かんちゃん 音楽のある日常

yaplogから移ってきました。日々音楽を聴いて思うことを書き綴っていきます。音楽評論、想い、商品としての音源、コンサート評、などなど。

東京の図書館から~小金井市立図書館~:山田和樹が振るマーラーの「復活」

東京の図書館から、今回は小金井市立図書館のライブラリである、山田和樹指揮日本フィルハーモニー交響楽団他の演奏によるマーラー交響曲第2番「復活」を収録したアルバムをとりあげます。2枚組ですが、今回は「復活」という曲の内容を鑑み、一つとして扱います。

この演奏、私はとても素晴らしく、特に合唱団は秀逸だと思っているのですが、世の評価はいまいちのようです。それは今の日本を象徴しているとも言えるのかもしれないなと思っています。

それは、この演奏の代わりに評価されているのは、なんと言っても小澤征爾指揮サイトウ・キネン・オーケストラのものです。確かにオーケストラはいいんですが、クライマックスの合唱が少しおざなりなんですよねえ。アマチュアが実力不足だから、ではありません。正月にアマチュアを使ったから、だと言える演奏だと私は判断していて、あまり評価はしていない演奏です。

一方で、この山田和樹が指揮するものはオーケストラと合唱共に生き生きとしていて、「復活」という作品が持つストーリーも明確で、全体的にはとても素晴らしい演奏になっているのですが・・・・・

おそらく、評価が低い理由は以下の通りでしょう。

①指揮者が若い
山田和樹はようやく売り出してきたと言える指揮者です。それと巨匠小澤と比べればねえ・・・・・って声が聴こえてきそうです。ですがそれは両方を聴いた結果ですか?いまや日本人の若い指揮者でいくらでも生きのいい人がいることが、このコロナ禍ではっきりしました。そろそろ小澤も若い人に譲ってもいい時期だと思います。小澤の役割りは終わったと思っています。

②合唱団なんて関係ない
「復活」という作品が、そもそも詩にインスパイアされた作品です。そのため合唱部分も結構ヴォリュームがあります。しかも、後期ロマン派の交響曲は第4楽章(最終楽章)にこそ言いたいことを持ってくるというのが基本。であれば、合唱が入っている最終楽章の第5楽章こそ、マーラーが「復活」という作品で言いたいことであったはずなのですが、オーケストラ偏重でそれを無視するとおっしゃるのですか?
-=-=-=-=-
*あなたの課題*
A. マーラー「復活」の記事を2文で要約すると、どうなりますか?
B. マーラー「復活」の記事の続きを、最後の文の後から書いてもらえますか?

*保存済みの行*
-=-=-=-=-
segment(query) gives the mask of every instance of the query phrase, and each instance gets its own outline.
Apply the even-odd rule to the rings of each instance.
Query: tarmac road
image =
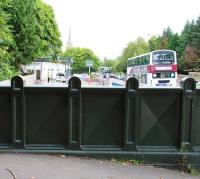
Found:
[[[64,155],[0,153],[0,179],[183,179],[200,178],[152,166]]]

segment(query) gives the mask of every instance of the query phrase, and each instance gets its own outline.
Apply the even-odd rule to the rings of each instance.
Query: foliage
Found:
[[[1,0],[0,78],[9,78],[37,57],[56,59],[59,37],[53,10],[41,0]]]
[[[129,42],[124,48],[122,55],[116,61],[116,71],[126,72],[127,59],[149,51],[148,44],[142,37],[138,37],[136,41]]]
[[[40,0],[12,2],[15,66],[31,63],[36,57],[55,56],[61,42],[51,7]]]
[[[72,73],[87,73],[88,67],[86,67],[86,60],[93,61],[93,67],[91,67],[91,71],[97,71],[100,65],[100,61],[97,56],[87,48],[68,48],[64,52],[63,57],[73,58]]]
[[[53,60],[61,53],[60,33],[55,22],[53,9],[43,3],[41,0],[36,1],[37,5],[37,26],[36,33],[39,35],[39,55],[49,57]]]
[[[0,80],[12,78],[17,73],[11,66],[13,60],[11,48],[14,41],[11,27],[8,25],[9,14],[5,11],[9,7],[9,1],[0,2]]]

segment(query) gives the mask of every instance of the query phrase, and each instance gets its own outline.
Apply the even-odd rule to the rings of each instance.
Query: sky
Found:
[[[117,58],[137,37],[148,40],[168,26],[181,33],[200,16],[200,0],[43,0],[51,5],[66,49],[69,27],[74,47],[100,59]]]

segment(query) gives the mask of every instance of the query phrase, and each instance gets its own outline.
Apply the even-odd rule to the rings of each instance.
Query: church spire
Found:
[[[69,34],[67,39],[67,49],[72,47],[71,27],[69,27]]]

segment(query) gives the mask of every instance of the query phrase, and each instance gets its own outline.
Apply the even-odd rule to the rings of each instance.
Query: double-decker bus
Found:
[[[127,77],[151,86],[177,85],[176,52],[156,50],[128,59]]]

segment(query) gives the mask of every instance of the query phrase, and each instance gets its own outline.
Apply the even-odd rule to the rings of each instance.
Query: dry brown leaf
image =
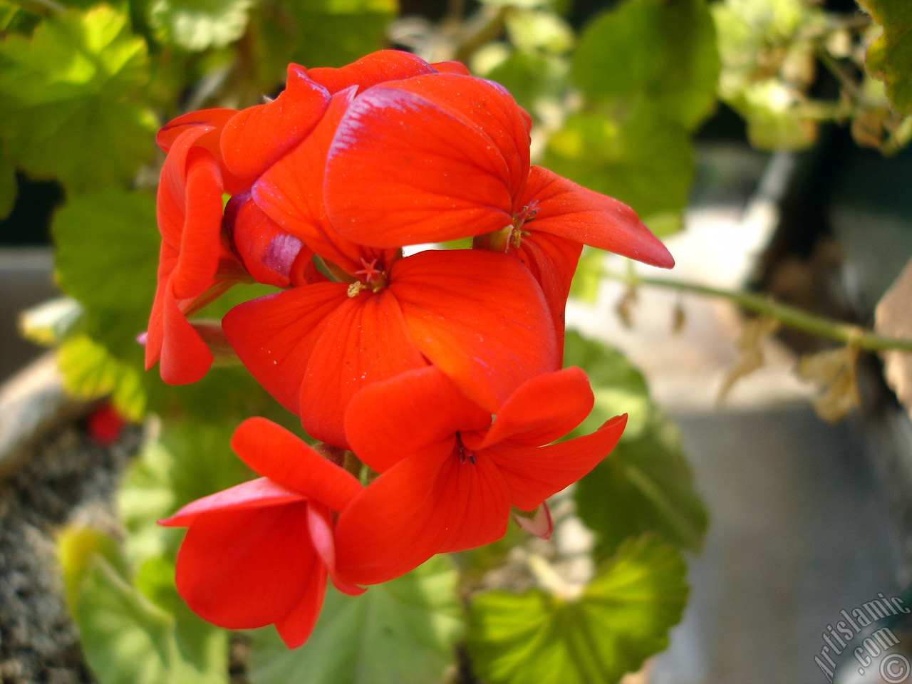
-=-=-=-=-
*解答一覧*
A. 小金井市立図書館所蔵の、山田和樹指揮日本フィルハーモニー交響楽団他によるマーラー交響曲第2番「復活」のアルバムを、筆者はオーケストラと合唱共に生き生きとした素晴らしい演奏だと考えていますが、世の評価はいまいちのようだと述べています。代わりに評価されている小澤征爾指揮サイトウ・キネン・オーケストラの演奏はクライマックスの合唱が少しおざなりだと指摘したうえで、評価が低い理由として、指揮者が若いことと、合唱団は関係ないとする見方を挙げています。

B.
③レーベルが聞いたことがない
おそらく、元レーベルは「Exton」だと思いますが、これはオクタヴィアレコードと言って、日本のクラシックの演奏を収録することで有名なレーベル。しかもその演奏レベルは決して低くないことで静かな人気を持つレーベルです。知らないだけでぶった切るのですか?

これらはすべて、実は日本の没落と深くかかわっている思想です。勿論、小澤がダメと言いたいわけではありません。2002年の「第九」は素晴らしい演奏ですし、そして最近でも水戸室との第九も素晴らしい演奏でした。だからとって小澤以外は指揮者じゃない!って「小澤の」ファンが言うのならともかく、一クラシックファンがあまりにも神格化して評価してしまうのはどうなのかなって思うところなのです。

日本の没落は、ほぼこの「神格化」から始まっています。原発の安全性、保守政治の安定性、そして終身雇用・・・・・それぞれを「神格化」してしまったことが、すべての始まりであるように思うのは私だけなのでしょうか?これを語りますと長くなりますので、あえて割愛しますが。

日本にははっきり言えば「歌劇場」がないんです。もちろん新国立劇場がありますが、ではそこでたたき上げられた指揮者は今いますか?いないですよね。しかしその代わり、アマチュア合唱団などで指導している指揮者が大勢いるんです。その人たちのタクトは実に生命力あるものであることが多いのをご存じですか?それは我が国に置いて「歌劇場でのたたき上げ」と同じ役割を果たしています。

しかし、その合唱活動を阻害してきたのは、大資本などに象徴される旧勢力でした。それに乗ってきて大きな果実を受けってきた労働貴族たちです。さらに言えば、その人たちを批判せずに、左翼を叩いて来た保守勢力です。この演奏をあまり評価しないというのは、その状態そのものだなあって思います。

山田和樹が指揮するものはどれも生命力に優れた、魂に響く演奏ばかりです。このマーラーの「復活」もしかり。ロケーションは私が持っている尾高忠明指揮東京フィルと同じ東急Bunkamuraオーチャードホール。ホールを存分に「楽器」として使い、オーケストラを壮麗に鳴らしているのも好印象です。そのうえで鳴り続ける、合唱による「復活」のメッセージ・・・・・その熱量も素晴らしく、魂が揺さぶられます。

特に合唱団は、山田和樹が携わる団体。プロの東京混声合唱団と、アマチュアの武蔵野合唱団。どちらも高い表現力は、「歌」があるこの交響曲にしっかりとしたメッセージがあることを、私たちに印象付け、そして魂を貫いていく・・・・・これぞ、マーラーが「復活」という作品で描いて見せようとした「宇宙」ではないかと思います。そんな演奏が、日本の団体、ソリストだけで味わえる・・・・・なんと幸せなことでしょうか。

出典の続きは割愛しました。